Data extracted from a collection
┄┄┄┄┄┄┄┄┄┄
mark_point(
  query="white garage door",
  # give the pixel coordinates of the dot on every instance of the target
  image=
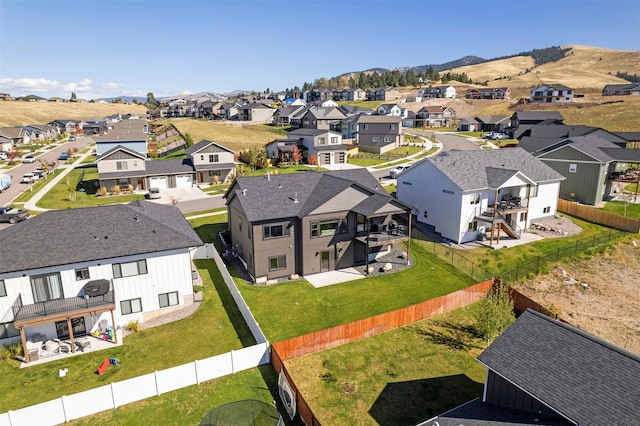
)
(184, 181)
(158, 182)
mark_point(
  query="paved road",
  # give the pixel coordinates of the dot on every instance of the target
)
(51, 155)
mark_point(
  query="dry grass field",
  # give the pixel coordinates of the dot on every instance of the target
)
(23, 113)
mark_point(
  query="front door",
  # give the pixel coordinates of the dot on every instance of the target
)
(324, 261)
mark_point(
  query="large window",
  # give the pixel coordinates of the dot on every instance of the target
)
(168, 299)
(46, 287)
(7, 330)
(131, 306)
(277, 262)
(129, 269)
(325, 228)
(275, 231)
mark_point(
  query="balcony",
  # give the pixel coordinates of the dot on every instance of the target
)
(59, 309)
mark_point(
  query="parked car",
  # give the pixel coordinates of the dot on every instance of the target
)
(11, 215)
(29, 178)
(153, 194)
(395, 172)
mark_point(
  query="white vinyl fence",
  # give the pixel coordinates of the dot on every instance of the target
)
(110, 396)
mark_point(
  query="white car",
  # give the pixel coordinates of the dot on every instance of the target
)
(29, 178)
(395, 172)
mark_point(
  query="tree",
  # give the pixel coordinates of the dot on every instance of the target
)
(151, 100)
(494, 313)
(296, 154)
(188, 140)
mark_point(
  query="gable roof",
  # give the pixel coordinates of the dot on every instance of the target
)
(585, 379)
(488, 169)
(274, 198)
(202, 145)
(103, 232)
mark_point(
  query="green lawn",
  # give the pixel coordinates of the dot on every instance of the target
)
(189, 405)
(401, 377)
(297, 308)
(624, 209)
(215, 328)
(65, 194)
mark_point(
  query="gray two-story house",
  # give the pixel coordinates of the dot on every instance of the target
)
(307, 223)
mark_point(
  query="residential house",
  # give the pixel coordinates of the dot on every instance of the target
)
(282, 150)
(322, 118)
(306, 223)
(552, 93)
(324, 145)
(284, 115)
(394, 110)
(582, 380)
(212, 162)
(463, 195)
(379, 133)
(437, 92)
(435, 116)
(621, 89)
(18, 135)
(591, 163)
(383, 94)
(118, 263)
(488, 93)
(255, 111)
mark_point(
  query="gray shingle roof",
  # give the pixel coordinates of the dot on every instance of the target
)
(273, 198)
(486, 169)
(60, 237)
(584, 378)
┄┄┄┄┄┄┄┄┄┄
Pull out every line of the records that contains the word "roof". Case counts.

  query="gable roof",
  query="gray shingle roof",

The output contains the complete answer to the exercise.